▸ **Exercise instructions**:
In the material below, the lines to reproduce exactly are the one containing "Target: sky" and all lines after it through the last.

▸ **Source data**:
◇ ◇ ◇ ◇ ◇ ◇ ◇

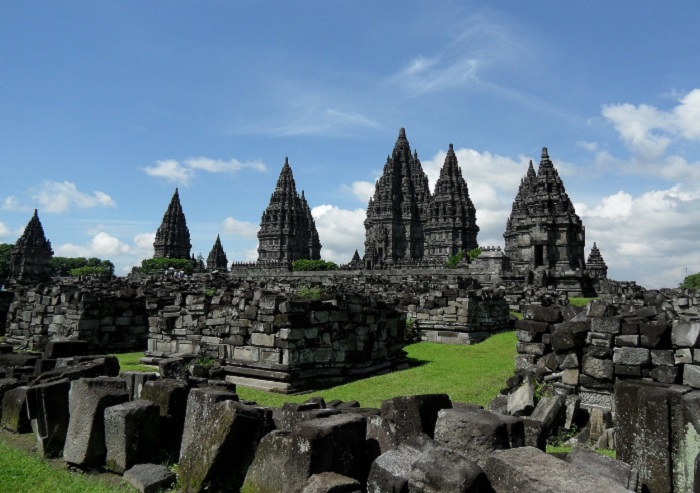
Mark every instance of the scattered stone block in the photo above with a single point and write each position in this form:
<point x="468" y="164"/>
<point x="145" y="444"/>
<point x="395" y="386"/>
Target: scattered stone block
<point x="220" y="454"/>
<point x="549" y="411"/>
<point x="530" y="470"/>
<point x="135" y="380"/>
<point x="522" y="401"/>
<point x="150" y="478"/>
<point x="14" y="410"/>
<point x="415" y="414"/>
<point x="603" y="466"/>
<point x="47" y="408"/>
<point x="475" y="433"/>
<point x="440" y="469"/>
<point x="132" y="434"/>
<point x="330" y="482"/>
<point x="87" y="401"/>
<point x="171" y="397"/>
<point x="65" y="349"/>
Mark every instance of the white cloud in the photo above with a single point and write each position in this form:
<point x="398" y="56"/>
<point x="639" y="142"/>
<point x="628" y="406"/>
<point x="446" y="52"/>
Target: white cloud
<point x="650" y="238"/>
<point x="4" y="231"/>
<point x="220" y="166"/>
<point x="58" y="197"/>
<point x="12" y="203"/>
<point x="648" y="131"/>
<point x="233" y="226"/>
<point x="171" y="171"/>
<point x="341" y="231"/>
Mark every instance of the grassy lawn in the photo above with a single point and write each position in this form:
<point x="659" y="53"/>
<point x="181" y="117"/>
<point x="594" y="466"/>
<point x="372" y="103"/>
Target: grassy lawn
<point x="22" y="471"/>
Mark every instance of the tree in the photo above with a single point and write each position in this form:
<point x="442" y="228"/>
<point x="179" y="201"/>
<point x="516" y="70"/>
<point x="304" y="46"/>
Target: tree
<point x="691" y="282"/>
<point x="5" y="252"/>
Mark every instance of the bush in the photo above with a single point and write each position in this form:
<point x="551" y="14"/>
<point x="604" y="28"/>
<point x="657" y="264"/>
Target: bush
<point x="63" y="266"/>
<point x="691" y="282"/>
<point x="91" y="272"/>
<point x="160" y="264"/>
<point x="304" y="264"/>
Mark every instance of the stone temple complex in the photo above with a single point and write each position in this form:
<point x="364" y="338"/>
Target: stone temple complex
<point x="217" y="257"/>
<point x="405" y="222"/>
<point x="31" y="255"/>
<point x="287" y="228"/>
<point x="173" y="236"/>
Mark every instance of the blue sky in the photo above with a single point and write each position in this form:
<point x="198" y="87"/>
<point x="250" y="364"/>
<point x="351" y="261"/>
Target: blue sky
<point x="106" y="107"/>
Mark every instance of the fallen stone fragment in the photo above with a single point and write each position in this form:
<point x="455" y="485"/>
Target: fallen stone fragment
<point x="150" y="478"/>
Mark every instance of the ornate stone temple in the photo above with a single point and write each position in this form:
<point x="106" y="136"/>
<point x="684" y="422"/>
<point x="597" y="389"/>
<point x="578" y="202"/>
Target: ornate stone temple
<point x="287" y="229"/>
<point x="595" y="265"/>
<point x="217" y="257"/>
<point x="543" y="231"/>
<point x="30" y="259"/>
<point x="405" y="222"/>
<point x="173" y="237"/>
<point x="450" y="226"/>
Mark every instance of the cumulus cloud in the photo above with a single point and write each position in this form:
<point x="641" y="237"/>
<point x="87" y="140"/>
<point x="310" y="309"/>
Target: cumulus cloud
<point x="221" y="166"/>
<point x="59" y="197"/>
<point x="173" y="171"/>
<point x="170" y="170"/>
<point x="651" y="238"/>
<point x="341" y="231"/>
<point x="5" y="231"/>
<point x="123" y="254"/>
<point x="12" y="203"/>
<point x="233" y="226"/>
<point x="648" y="131"/>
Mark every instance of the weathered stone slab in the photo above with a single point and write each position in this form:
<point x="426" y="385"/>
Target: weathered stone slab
<point x="219" y="457"/>
<point x="439" y="469"/>
<point x="475" y="433"/>
<point x="150" y="478"/>
<point x="14" y="410"/>
<point x="132" y="434"/>
<point x="603" y="466"/>
<point x="330" y="482"/>
<point x="530" y="470"/>
<point x="47" y="407"/>
<point x="415" y="414"/>
<point x="171" y="397"/>
<point x="135" y="380"/>
<point x="88" y="398"/>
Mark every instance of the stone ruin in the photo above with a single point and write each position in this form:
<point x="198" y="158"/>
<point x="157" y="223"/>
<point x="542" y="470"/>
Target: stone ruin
<point x="84" y="412"/>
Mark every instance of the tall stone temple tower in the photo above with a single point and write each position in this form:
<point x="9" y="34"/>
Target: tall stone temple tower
<point x="173" y="237"/>
<point x="395" y="214"/>
<point x="595" y="265"/>
<point x="217" y="257"/>
<point x="30" y="259"/>
<point x="287" y="229"/>
<point x="450" y="226"/>
<point x="543" y="230"/>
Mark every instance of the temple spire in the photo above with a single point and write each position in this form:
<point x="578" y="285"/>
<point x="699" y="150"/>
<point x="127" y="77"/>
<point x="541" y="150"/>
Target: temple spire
<point x="173" y="236"/>
<point x="30" y="259"/>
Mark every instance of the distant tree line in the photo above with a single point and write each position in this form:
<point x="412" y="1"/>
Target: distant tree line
<point x="62" y="266"/>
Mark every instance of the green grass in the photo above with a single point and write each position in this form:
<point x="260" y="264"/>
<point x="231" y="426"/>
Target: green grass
<point x="130" y="362"/>
<point x="580" y="301"/>
<point x="25" y="472"/>
<point x="466" y="373"/>
<point x="565" y="450"/>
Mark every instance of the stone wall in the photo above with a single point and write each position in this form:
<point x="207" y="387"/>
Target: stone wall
<point x="109" y="315"/>
<point x="656" y="338"/>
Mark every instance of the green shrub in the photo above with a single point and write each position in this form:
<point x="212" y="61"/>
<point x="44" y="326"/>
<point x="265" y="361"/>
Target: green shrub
<point x="453" y="261"/>
<point x="305" y="264"/>
<point x="160" y="264"/>
<point x="691" y="282"/>
<point x="91" y="272"/>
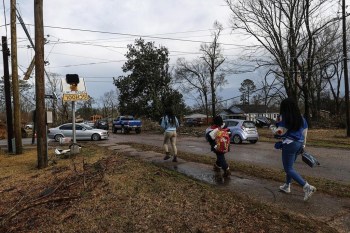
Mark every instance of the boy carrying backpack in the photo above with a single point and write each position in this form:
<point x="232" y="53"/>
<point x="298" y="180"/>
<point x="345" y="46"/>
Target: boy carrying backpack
<point x="219" y="140"/>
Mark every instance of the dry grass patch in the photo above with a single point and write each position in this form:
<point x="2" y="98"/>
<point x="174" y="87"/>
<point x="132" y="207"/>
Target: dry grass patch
<point x="99" y="191"/>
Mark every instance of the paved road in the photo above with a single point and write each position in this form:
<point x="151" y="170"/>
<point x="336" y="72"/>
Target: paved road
<point x="335" y="163"/>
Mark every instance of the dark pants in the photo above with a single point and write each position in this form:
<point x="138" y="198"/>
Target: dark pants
<point x="289" y="155"/>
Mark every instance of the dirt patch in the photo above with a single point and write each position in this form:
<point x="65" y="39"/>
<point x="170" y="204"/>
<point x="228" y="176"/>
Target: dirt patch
<point x="105" y="191"/>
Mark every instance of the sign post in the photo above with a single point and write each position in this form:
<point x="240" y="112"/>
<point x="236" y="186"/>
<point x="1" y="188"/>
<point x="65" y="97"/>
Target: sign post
<point x="74" y="89"/>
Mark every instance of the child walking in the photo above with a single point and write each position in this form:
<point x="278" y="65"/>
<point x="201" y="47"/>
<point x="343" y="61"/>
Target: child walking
<point x="170" y="124"/>
<point x="220" y="156"/>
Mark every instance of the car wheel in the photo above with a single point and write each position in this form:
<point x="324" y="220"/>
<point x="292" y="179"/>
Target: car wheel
<point x="57" y="137"/>
<point x="95" y="137"/>
<point x="237" y="139"/>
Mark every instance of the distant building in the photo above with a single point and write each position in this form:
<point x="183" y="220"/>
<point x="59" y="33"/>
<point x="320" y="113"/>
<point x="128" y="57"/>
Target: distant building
<point x="249" y="112"/>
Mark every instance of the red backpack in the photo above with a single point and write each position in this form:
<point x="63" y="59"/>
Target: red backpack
<point x="222" y="140"/>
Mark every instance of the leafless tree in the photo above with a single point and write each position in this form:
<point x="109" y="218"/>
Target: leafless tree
<point x="213" y="58"/>
<point x="287" y="30"/>
<point x="194" y="76"/>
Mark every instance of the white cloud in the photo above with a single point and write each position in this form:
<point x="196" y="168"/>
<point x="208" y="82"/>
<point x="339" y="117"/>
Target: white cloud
<point x="138" y="17"/>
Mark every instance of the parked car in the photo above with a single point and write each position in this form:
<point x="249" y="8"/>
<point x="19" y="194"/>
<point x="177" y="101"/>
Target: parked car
<point x="90" y="123"/>
<point x="263" y="122"/>
<point x="241" y="130"/>
<point x="126" y="124"/>
<point x="101" y="124"/>
<point x="193" y="122"/>
<point x="83" y="132"/>
<point x="29" y="126"/>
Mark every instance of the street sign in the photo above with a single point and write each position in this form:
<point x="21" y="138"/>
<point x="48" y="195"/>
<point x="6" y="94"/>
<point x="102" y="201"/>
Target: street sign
<point x="82" y="96"/>
<point x="49" y="97"/>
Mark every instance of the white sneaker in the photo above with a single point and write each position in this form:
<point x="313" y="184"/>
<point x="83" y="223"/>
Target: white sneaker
<point x="309" y="190"/>
<point x="285" y="188"/>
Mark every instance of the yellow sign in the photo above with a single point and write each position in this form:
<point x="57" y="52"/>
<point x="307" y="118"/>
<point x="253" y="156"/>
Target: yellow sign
<point x="76" y="97"/>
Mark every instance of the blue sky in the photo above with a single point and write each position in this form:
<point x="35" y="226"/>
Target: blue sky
<point x="89" y="37"/>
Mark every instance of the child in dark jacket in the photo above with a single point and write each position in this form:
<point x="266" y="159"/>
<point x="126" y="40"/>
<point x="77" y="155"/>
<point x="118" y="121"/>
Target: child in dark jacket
<point x="220" y="157"/>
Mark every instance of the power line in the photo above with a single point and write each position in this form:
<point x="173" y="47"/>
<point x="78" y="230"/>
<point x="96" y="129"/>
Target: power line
<point x="134" y="35"/>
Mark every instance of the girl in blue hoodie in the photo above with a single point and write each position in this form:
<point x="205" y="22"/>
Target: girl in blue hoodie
<point x="292" y="129"/>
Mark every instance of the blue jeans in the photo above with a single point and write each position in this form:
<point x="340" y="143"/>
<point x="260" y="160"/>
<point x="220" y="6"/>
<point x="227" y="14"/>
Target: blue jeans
<point x="221" y="161"/>
<point x="289" y="155"/>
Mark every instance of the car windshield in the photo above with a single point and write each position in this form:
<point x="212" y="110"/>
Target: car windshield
<point x="249" y="124"/>
<point x="86" y="126"/>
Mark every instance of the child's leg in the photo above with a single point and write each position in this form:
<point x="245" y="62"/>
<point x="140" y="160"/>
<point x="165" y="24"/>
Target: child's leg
<point x="221" y="161"/>
<point x="173" y="142"/>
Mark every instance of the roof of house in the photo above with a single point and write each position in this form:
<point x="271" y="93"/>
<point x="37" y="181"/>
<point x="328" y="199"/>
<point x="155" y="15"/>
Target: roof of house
<point x="241" y="109"/>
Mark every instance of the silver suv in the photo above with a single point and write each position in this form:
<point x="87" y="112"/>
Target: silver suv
<point x="242" y="130"/>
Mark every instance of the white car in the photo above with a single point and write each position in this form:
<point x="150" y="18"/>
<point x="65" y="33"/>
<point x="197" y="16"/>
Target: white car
<point x="82" y="132"/>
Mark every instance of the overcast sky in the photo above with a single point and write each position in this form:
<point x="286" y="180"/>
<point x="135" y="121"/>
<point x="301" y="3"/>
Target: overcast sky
<point x="89" y="37"/>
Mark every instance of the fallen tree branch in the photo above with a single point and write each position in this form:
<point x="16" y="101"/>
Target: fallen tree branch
<point x="57" y="199"/>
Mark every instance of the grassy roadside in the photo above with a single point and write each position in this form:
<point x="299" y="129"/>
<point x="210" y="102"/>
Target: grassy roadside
<point x="323" y="185"/>
<point x="98" y="191"/>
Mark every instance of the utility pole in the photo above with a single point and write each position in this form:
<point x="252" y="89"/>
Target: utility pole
<point x="7" y="86"/>
<point x="15" y="84"/>
<point x="40" y="85"/>
<point x="346" y="77"/>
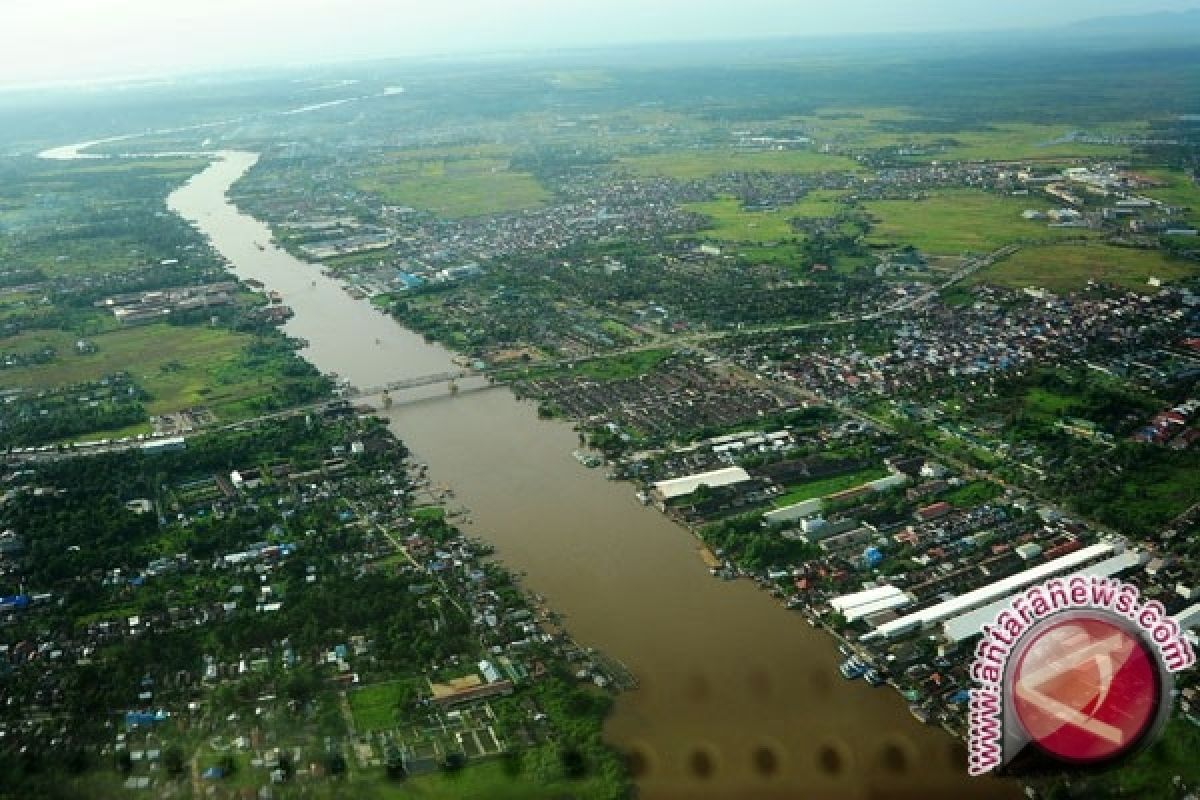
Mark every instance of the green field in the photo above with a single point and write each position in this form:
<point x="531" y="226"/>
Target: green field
<point x="1065" y="268"/>
<point x="871" y="128"/>
<point x="731" y="222"/>
<point x="1181" y="192"/>
<point x="952" y="222"/>
<point x="375" y="707"/>
<point x="479" y="781"/>
<point x="825" y="486"/>
<point x="695" y="164"/>
<point x="618" y="367"/>
<point x="454" y="184"/>
<point x="180" y="367"/>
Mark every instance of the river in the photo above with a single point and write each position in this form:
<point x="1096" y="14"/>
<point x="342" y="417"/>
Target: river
<point x="738" y="697"/>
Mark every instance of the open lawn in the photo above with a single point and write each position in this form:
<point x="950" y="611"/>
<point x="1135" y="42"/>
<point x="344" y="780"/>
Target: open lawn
<point x="454" y="185"/>
<point x="1066" y="268"/>
<point x="478" y="781"/>
<point x="694" y="164"/>
<point x="375" y="707"/>
<point x="618" y="367"/>
<point x="871" y="128"/>
<point x="1181" y="192"/>
<point x="180" y="367"/>
<point x="825" y="486"/>
<point x="731" y="222"/>
<point x="952" y="222"/>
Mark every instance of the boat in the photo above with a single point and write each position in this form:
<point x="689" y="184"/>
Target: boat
<point x="852" y="668"/>
<point x="588" y="459"/>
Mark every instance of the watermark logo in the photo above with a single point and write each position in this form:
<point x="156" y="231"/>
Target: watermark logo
<point x="1079" y="668"/>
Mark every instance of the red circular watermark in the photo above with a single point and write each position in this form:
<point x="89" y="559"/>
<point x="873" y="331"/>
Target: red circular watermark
<point x="1085" y="689"/>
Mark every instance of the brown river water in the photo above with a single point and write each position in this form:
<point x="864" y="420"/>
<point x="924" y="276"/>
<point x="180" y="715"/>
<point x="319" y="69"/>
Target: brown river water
<point x="737" y="697"/>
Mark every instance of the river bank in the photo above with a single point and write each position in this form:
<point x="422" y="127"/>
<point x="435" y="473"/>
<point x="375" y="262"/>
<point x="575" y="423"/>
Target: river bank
<point x="737" y="696"/>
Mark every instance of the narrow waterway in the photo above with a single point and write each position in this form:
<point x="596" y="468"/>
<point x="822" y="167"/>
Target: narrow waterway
<point x="738" y="697"/>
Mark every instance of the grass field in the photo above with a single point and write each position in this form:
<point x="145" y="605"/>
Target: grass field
<point x="869" y="128"/>
<point x="180" y="367"/>
<point x="701" y="163"/>
<point x="1065" y="268"/>
<point x="821" y="487"/>
<point x="1181" y="192"/>
<point x="375" y="707"/>
<point x="618" y="367"/>
<point x="454" y="182"/>
<point x="732" y="223"/>
<point x="952" y="222"/>
<point x="478" y="781"/>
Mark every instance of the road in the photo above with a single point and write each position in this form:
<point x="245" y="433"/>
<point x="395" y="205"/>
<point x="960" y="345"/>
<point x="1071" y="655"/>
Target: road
<point x="696" y="340"/>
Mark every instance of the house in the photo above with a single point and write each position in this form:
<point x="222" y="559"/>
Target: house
<point x="935" y="511"/>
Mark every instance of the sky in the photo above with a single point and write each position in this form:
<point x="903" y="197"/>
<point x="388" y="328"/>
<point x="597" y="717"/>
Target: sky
<point x="78" y="40"/>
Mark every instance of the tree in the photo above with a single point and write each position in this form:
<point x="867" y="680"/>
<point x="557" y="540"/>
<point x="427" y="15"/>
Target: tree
<point x="336" y="763"/>
<point x="173" y="759"/>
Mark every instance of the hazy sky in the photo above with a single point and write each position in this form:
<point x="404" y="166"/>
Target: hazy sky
<point x="54" y="40"/>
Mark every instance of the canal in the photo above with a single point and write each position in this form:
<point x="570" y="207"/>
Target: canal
<point x="738" y="697"/>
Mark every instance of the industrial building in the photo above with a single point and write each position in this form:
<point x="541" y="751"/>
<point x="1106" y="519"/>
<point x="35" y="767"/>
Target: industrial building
<point x="681" y="487"/>
<point x="862" y="605"/>
<point x="970" y="625"/>
<point x="991" y="593"/>
<point x="791" y="513"/>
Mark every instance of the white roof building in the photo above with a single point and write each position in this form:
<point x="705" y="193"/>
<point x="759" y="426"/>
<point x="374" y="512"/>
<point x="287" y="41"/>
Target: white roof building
<point x="969" y="625"/>
<point x="681" y="487"/>
<point x="990" y="593"/>
<point x="871" y="601"/>
<point x="793" y="512"/>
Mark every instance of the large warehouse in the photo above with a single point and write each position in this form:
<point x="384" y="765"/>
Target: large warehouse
<point x="871" y="601"/>
<point x="970" y="625"/>
<point x="993" y="591"/>
<point x="681" y="487"/>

◇ ◇ ◇ ◇ ◇ ◇ ◇

▸ **Answer box**:
Target: sky
<point x="78" y="40"/>
Mark every instance of the tree in the photo above with a single point and write each position in this form:
<point x="867" y="680"/>
<point x="557" y="540"/>
<point x="427" y="15"/>
Target: tree
<point x="336" y="763"/>
<point x="173" y="759"/>
Mark every instance of the hazy sky in the photo above with a single point and write each position in this form:
<point x="404" y="166"/>
Target: hazy sky
<point x="54" y="40"/>
Mark every instance of the canal in the photo above with a single point and write each position in this form:
<point x="570" y="207"/>
Target: canal
<point x="738" y="697"/>
Mark every instance of the industrial building in the photo above with a single point and write each position in this form:
<point x="541" y="751"/>
<point x="1106" y="519"/>
<point x="35" y="767"/>
Target: industrial building
<point x="681" y="487"/>
<point x="862" y="605"/>
<point x="970" y="625"/>
<point x="991" y="593"/>
<point x="791" y="513"/>
Mark every instance of the white roof building in the photo above with a single point and write each position in this form:
<point x="705" y="193"/>
<point x="759" y="426"/>
<point x="374" y="512"/>
<point x="287" y="41"/>
Target: white roof building
<point x="969" y="625"/>
<point x="681" y="487"/>
<point x="990" y="593"/>
<point x="871" y="601"/>
<point x="793" y="512"/>
Mark every instance of the large warehouse in the photo above with a single point and write each position in this form:
<point x="384" y="765"/>
Target: large warehouse
<point x="871" y="601"/>
<point x="970" y="625"/>
<point x="993" y="591"/>
<point x="681" y="487"/>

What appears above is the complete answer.